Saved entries
..............................

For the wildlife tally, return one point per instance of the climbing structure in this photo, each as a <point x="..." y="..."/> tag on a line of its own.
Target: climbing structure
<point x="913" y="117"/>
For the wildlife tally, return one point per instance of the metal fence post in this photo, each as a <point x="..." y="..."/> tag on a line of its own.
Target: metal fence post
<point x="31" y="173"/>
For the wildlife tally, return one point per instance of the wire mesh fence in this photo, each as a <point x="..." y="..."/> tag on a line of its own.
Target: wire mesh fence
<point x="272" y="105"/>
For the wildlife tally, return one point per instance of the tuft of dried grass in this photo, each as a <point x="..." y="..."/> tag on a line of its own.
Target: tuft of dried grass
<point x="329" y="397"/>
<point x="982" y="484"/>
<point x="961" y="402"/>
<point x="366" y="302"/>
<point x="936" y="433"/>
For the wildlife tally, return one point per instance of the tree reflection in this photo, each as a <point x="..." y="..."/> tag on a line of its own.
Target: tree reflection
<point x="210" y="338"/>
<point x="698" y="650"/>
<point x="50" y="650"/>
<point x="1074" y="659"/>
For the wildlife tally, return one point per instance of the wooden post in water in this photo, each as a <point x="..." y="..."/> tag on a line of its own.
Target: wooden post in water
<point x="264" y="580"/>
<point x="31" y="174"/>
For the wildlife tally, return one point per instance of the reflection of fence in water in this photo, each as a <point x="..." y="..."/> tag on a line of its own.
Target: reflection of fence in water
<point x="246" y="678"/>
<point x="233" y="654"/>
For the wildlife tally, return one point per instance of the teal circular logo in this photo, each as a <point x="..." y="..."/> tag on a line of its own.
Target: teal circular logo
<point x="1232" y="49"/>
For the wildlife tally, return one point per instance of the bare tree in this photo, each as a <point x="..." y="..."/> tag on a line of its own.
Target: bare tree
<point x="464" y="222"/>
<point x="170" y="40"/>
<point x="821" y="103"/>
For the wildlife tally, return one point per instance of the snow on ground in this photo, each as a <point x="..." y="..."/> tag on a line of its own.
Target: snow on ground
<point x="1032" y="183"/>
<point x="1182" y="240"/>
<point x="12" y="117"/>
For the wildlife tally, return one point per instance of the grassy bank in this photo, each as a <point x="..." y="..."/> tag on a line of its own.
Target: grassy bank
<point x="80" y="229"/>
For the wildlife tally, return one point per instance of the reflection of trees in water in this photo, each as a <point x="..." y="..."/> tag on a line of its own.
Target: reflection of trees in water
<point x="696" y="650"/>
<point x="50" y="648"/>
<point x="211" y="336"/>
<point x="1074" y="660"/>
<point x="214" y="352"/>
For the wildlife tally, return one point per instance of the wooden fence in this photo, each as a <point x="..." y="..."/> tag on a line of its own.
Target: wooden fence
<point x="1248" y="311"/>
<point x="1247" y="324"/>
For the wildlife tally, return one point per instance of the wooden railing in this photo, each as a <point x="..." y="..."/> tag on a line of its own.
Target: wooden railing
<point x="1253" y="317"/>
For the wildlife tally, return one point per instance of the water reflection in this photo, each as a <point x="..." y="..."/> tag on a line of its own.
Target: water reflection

..............................

The answer should consist of the lines from the one with "Target: wooden railing" through the last line of the entries, duplicated exactly and nothing more.

Answer to the problem:
Target: wooden railing
<point x="1253" y="317"/>
For the wildlife tally, return one point per instance of the water reflection in this photo, each as a <point x="..." y="..."/> tag on a line of its own.
Target: water reflection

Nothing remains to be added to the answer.